## Exercise directions
Exactly and without additions, transcribe the line that contains "Target: person wearing red helmet" and every line after it in the data.

(Saved data entries)
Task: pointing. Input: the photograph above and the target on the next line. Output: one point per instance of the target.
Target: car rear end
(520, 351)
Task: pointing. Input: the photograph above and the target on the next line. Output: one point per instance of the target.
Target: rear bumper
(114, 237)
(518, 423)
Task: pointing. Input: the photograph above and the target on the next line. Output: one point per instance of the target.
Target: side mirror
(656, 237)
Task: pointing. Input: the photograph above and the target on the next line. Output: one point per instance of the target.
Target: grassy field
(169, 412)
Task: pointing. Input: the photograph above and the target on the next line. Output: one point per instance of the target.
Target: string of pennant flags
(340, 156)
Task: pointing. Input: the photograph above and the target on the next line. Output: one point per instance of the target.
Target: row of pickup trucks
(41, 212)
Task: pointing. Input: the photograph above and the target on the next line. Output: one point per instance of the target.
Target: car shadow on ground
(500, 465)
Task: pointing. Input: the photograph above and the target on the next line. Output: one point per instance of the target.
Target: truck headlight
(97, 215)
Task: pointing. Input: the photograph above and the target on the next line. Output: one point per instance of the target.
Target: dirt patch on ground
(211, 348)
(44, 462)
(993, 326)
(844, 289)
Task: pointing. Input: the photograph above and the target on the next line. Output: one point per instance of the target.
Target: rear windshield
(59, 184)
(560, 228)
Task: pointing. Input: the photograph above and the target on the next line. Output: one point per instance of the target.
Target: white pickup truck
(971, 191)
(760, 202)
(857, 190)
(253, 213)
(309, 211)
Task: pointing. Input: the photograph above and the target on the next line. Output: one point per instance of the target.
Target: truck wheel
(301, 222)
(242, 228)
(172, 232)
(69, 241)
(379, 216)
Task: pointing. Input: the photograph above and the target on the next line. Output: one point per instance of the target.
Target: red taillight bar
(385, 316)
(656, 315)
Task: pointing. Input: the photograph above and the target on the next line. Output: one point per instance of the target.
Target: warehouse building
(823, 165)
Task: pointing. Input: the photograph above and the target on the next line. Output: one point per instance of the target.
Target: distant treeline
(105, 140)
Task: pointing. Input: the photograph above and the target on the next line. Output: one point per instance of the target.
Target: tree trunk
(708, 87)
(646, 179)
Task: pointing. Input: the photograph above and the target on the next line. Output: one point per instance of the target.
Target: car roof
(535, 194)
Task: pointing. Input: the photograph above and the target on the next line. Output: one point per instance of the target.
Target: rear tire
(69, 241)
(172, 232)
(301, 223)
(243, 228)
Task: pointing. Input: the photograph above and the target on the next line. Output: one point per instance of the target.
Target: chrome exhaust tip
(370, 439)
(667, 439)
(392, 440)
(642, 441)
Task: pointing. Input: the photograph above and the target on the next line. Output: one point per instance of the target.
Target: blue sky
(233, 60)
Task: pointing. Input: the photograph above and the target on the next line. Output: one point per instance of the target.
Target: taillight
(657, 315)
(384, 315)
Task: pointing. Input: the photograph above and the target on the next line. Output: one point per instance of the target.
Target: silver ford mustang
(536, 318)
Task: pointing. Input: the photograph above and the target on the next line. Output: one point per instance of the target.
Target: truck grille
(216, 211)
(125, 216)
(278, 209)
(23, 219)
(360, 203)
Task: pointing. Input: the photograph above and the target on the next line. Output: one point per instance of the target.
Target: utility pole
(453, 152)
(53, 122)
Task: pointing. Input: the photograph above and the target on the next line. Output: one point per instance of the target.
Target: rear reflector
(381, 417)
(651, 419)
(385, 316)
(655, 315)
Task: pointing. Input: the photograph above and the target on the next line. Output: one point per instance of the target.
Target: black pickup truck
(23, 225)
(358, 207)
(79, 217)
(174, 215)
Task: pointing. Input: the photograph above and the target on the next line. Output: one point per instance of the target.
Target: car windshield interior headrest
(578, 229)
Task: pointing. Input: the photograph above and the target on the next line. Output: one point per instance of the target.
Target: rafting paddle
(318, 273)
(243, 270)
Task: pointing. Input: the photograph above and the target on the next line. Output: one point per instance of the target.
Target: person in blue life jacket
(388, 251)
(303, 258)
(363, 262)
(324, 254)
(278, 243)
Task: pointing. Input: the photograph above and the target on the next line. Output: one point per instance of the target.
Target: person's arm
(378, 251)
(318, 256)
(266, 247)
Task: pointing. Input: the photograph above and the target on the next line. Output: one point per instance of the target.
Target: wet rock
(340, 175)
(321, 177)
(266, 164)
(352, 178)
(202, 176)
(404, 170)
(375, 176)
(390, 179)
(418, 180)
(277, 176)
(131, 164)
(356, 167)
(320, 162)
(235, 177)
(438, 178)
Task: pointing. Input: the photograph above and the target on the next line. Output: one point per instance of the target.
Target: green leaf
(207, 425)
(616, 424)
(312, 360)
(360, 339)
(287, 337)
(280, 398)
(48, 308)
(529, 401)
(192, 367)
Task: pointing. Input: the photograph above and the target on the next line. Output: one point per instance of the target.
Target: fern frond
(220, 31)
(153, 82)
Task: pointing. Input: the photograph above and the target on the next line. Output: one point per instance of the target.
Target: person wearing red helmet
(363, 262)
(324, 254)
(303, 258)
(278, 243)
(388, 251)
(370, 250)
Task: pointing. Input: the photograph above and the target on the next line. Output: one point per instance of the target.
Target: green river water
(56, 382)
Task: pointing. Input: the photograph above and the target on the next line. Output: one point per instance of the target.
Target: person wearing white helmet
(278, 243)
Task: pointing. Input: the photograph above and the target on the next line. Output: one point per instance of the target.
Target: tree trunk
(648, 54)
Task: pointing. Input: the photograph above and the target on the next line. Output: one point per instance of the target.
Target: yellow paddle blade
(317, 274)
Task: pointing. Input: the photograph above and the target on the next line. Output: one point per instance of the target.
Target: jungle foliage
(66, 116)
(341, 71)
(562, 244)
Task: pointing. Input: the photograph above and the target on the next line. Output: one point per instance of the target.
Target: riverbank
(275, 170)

## Solution to the problem
Target: person wearing red helmet
(363, 262)
(324, 254)
(303, 258)
(278, 243)
(388, 251)
(370, 250)
Task: pointing. Input: the photograph above and the target on the next line. Output: one point per instance of the target.
Target: green river water
(56, 382)
Task: pointing. Input: the photograph above and the target on the next line. Output: one point per instance of the target.
Target: person wearing white helmet
(278, 243)
Task: pointing. Input: the photograph above and the target on the next line. Output: one point per instance of the target.
Target: tree trunk
(648, 54)
Task: pointing. Input: the photograph above and the target on the next line. Output: one point per instance of the target.
Target: yellow paddle blade
(317, 274)
Task: pointing. Input: the photograph above and the target on the next line. Output: one point per instance of the target.
Target: jungle foliage
(66, 116)
(341, 71)
(562, 244)
Task: pointing. Input: the photograph above and the target on the next line. Output: one point per instance of the target.
Target: riverbank
(275, 170)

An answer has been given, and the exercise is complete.